==== LISTING

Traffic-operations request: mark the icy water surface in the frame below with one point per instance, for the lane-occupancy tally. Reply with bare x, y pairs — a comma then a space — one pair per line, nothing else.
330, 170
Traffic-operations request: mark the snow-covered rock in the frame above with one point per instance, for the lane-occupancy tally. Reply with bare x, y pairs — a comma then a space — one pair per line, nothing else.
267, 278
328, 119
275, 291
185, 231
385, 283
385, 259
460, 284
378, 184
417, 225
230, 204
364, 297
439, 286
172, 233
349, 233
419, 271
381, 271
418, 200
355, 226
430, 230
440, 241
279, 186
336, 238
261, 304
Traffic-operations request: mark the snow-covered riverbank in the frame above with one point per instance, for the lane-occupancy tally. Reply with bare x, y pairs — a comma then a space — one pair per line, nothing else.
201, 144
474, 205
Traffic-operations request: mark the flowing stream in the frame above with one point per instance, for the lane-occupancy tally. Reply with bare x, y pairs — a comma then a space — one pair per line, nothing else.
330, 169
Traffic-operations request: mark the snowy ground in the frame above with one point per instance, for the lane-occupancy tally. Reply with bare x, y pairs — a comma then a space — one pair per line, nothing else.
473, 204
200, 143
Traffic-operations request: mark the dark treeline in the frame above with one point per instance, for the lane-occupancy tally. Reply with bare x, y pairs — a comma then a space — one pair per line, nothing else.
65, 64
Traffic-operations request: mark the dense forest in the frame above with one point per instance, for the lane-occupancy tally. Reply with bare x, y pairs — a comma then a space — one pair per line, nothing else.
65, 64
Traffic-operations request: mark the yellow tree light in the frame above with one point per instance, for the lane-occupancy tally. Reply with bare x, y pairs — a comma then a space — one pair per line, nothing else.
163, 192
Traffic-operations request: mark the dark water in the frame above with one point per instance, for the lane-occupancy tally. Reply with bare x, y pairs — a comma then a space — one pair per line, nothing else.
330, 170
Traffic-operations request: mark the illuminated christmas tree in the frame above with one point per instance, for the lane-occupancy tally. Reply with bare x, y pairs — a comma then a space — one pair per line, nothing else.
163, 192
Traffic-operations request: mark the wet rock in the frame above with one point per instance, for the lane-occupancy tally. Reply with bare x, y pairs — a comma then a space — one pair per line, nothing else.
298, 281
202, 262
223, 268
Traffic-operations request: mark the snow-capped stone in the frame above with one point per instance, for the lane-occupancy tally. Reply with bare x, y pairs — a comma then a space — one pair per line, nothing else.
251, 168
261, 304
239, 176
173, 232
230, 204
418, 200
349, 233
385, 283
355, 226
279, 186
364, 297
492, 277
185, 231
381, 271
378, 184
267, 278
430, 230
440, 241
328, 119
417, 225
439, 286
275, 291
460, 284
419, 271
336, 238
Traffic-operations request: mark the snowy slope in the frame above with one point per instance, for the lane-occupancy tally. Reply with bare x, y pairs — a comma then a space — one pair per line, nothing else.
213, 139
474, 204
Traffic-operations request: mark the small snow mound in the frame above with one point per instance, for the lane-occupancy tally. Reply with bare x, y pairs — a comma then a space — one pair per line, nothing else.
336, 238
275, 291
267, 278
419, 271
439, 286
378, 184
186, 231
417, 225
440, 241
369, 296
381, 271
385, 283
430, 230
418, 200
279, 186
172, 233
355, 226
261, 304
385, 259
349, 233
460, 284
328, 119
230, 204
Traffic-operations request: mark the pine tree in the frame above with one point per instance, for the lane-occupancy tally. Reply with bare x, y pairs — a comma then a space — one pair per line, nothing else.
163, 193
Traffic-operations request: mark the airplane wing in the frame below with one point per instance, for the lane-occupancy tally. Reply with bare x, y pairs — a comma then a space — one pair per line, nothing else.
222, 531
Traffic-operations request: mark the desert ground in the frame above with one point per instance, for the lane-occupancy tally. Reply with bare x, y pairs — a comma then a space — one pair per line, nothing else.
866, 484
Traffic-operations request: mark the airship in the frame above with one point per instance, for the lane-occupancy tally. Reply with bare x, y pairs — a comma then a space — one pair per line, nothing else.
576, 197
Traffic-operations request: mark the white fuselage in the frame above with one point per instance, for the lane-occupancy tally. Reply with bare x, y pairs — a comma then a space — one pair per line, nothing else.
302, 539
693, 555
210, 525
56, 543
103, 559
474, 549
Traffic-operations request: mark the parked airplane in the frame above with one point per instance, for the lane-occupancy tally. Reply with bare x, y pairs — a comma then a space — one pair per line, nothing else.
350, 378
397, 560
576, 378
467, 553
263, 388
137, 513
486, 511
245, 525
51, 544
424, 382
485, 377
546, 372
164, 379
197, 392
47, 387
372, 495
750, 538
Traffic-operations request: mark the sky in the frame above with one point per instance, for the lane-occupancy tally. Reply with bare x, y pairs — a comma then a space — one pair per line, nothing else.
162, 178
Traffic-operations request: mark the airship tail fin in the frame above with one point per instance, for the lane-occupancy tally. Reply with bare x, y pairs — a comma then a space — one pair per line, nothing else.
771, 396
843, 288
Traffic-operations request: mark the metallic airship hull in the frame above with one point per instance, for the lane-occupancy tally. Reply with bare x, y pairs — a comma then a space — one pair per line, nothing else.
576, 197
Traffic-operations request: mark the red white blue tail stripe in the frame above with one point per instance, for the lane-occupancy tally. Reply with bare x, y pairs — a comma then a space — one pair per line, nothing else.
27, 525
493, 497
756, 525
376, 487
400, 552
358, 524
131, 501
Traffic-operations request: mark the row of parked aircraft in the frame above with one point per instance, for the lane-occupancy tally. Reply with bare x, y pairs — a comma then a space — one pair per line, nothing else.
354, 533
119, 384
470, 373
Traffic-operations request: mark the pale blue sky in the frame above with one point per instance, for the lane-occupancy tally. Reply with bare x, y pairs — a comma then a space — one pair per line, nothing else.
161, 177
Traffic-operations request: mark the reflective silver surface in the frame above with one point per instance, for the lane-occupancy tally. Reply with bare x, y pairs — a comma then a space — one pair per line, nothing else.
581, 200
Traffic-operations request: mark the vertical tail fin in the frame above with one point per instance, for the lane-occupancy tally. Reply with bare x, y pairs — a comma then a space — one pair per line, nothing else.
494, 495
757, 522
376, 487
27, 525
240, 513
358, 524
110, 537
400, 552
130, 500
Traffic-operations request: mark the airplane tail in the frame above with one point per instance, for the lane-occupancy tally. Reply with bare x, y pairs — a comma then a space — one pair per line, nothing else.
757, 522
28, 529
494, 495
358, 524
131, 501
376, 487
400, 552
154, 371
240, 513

========

→ **PROBLEM REQUIREMENTS**
All of the records must be retyped exactly as they are.

→ **WRITTEN SOLUTION**
Traffic-operations request: mark the icy water surface in the frame below with one point per instance, for the lane-occupancy tally. Reply with bare x, y pairs — a comma then a space — one pair per line, nothing else.
330, 170
Traffic-operations request: mark the snow-covered rock in the frame above with one point per instance, for the lane-occupancy tally. Reply with bare x, y pairs — a comma then a space — one pair per line, nothing else.
267, 278
328, 119
275, 291
185, 231
385, 283
385, 259
460, 284
378, 184
417, 225
230, 204
364, 297
439, 286
172, 233
349, 233
419, 271
381, 271
418, 200
355, 226
430, 230
440, 241
279, 186
336, 238
261, 304
Traffic-operations request: mark the snow-covered riverbank in the frame above with one point per instance, for the lane-occupancy tally. Reply with bare x, y pairs — a comma then a space — one pair per line, nothing else.
201, 144
474, 205
Traffic-operations request: mark the flowing stream in the frame above with one point per instance, for the lane-occupancy tally. Reply with bare x, y pairs — a comma then a space — one pair per line, nothing else.
330, 169
Traffic-operations request: mark the snowy ground in the frame above with one point per instance, for the lane-occupancy tally. Reply with bare x, y pairs — a comma then a space — one pair per line, nothing else.
473, 204
200, 143
Traffic-operations request: mark the dark treeline in the frame above with one point per instance, for the lane-occupancy tally. Reply with bare x, y pairs — a comma then a space — one pair per line, nothing else.
65, 64
Traffic-operations request: mark the dense forest in the frame above with one point per instance, for the lane-occupancy tally. Reply with bare x, y pairs — a comma then a space — one pair per line, nothing else.
65, 64
Traffic-operations request: mark the yellow tree light in the frame above with one point per instance, for the lane-occupancy tally. Reply with bare x, y pairs — a comma then a space — one pair per line, nothing else.
163, 192
Traffic-operations request: mark the dark water in the frame above with one point per instance, for the lane-occupancy tally. Reply with bare x, y pairs — a comma then a space — one pair per line, nothing else.
330, 170
Traffic-operations request: mark the illuminated christmas tree in the frame above with one point per instance, for the lane-occupancy tally. Reply with bare x, y pairs — a comma then a space — one pair per line, nothing else.
163, 192
Traffic-operations request: mark the wet rock in the frame above with one point per instance, for the lane-occupancy tally. Reply with bare x, y pairs — a comma then a space — one pair per line, nothing else.
298, 281
202, 262
223, 268
Traffic-operations request: mark the snow-capped stone in the frame above with one point per instance, for the lane-occupancy tally. Reply with bare x, y pairs — a comma then a space — one pair per line, nothing else.
251, 168
261, 304
239, 176
173, 232
230, 204
418, 200
349, 233
385, 283
355, 226
279, 186
364, 297
492, 277
185, 231
381, 271
378, 184
267, 278
430, 230
440, 241
328, 119
417, 225
439, 286
275, 291
460, 284
419, 271
336, 238
Traffic-operations request: mark the snowy slope in the frame above with one point per instance, for the lane-occupancy tally. Reply with bare x, y pairs — a comma then a space — one pair per line, nothing else.
213, 139
474, 204
Traffic-operations request: mark the small snow mound in the frame above with one point per instance, for the lane-occupancy tally. Reply with bare x, y pairs — a comma then a space — one pair per line, nothing else.
336, 238
275, 291
267, 278
419, 271
439, 286
378, 184
186, 231
417, 225
440, 241
369, 296
381, 271
385, 283
430, 230
418, 200
279, 186
172, 233
355, 226
261, 304
385, 259
349, 233
460, 284
328, 119
230, 204
Traffic-operations request: mark the pine tree in the frame above with one point per instance, for the lane-occupancy tally. Reply with bare x, y pairs — a comma then a space — one pair per line, nothing else.
163, 193
Traffic-operations request: mark the airplane wing in the frame below with one point per instance, for the lane-occupancy tally. Reply with bare x, y pairs — a comma then a space — one pair per line, nothing else.
222, 531
Traffic-operations request: mark the desert ground in the frame above with one point per instance, for the lane-occupancy tally. Reply with bare x, y pairs — a comma then a space — one pair per line, nothing else.
866, 484
Traffic-operations request: mark the airship in the frame above with one point per instance, for the lane-occupancy tally. Reply with bare x, y pairs — a comma then a space — one pair per line, nothing else.
576, 197
Traffic-operations request: mark the white fuselage in the frame above with one point per instance, for the lane-occupancy tally. Reply with bare x, y pairs — a comma then a space — one pair per line, nothing else.
302, 539
693, 555
210, 525
56, 543
103, 559
474, 549
Traffic-operations request: mark the parked airplane in the frame above with one point per instance, for the lane-occupancy tally. Reply with bare x, y pairs — a comma then a space — one pair per line, nothing else.
350, 378
397, 560
576, 378
467, 553
263, 388
137, 513
486, 511
245, 525
51, 544
424, 382
485, 377
546, 372
164, 379
197, 392
47, 387
372, 495
750, 538
Traffic-operations request: mark the sky in the frame above with one point per instance, for the lane-occupancy tally. Reply with bare x, y pairs — a comma then a space — one pair per line, nothing else.
162, 178
Traffic-operations request: mark the airship tail fin in the frame above with one point per instance, for the lane-occupancy tally. Reply with bare x, y pairs — a comma then a space — one pair per line, nothing else.
771, 396
843, 288
Traffic-operations request: mark the metallic airship hull in the frame above with one point per instance, for the lane-occupancy tally. Reply with bare x, y pairs — a comma then a space — one pair per line, nothing else.
576, 197
Traffic-operations request: mark the red white blue tail stripe in the frame above with one point per instance, for the lane-occupancy tally. Reply with bare x, y pairs — a comma then a space — one pair per line, nothing else.
27, 525
493, 497
756, 525
376, 487
400, 552
358, 524
131, 501
Traffic-operations request: mark the row of parked aircraft in the frame above with one point per instance, for the lane-occupancy tally. Reply with bare x, y pairs — a comma then a space — one pair per line, nothing else.
354, 533
119, 384
470, 373
Traffic-operations request: mark the pale blue sky in the frame above with one point per instance, for the lane-occupancy tally. Reply with bare x, y pairs — a comma then a space — one pair per line, nothing else.
161, 177
Traffic-operations request: mark the reflective silver surface in the frame above with one point per instance, for the lane-occupancy tally. Reply with bare x, y pairs — a comma then a space — one pair per line, nothing else.
581, 200
Traffic-operations request: mark the vertical tail fin in the frame above with one point per instance, for the lane-occupancy tally. Reply with bare x, y pairs — a comma then a space — one pair per line, nothing else.
494, 495
757, 522
376, 487
27, 525
240, 513
358, 524
110, 537
400, 552
130, 500
Traffic-operations request: mark the airplane tail in the frame above with one point per instance, for the lane-occupancy tally. Reply with bare x, y pairs — a comma then a space — one pair per line, nothing else.
757, 522
28, 529
494, 495
358, 524
131, 501
376, 487
400, 552
154, 371
240, 513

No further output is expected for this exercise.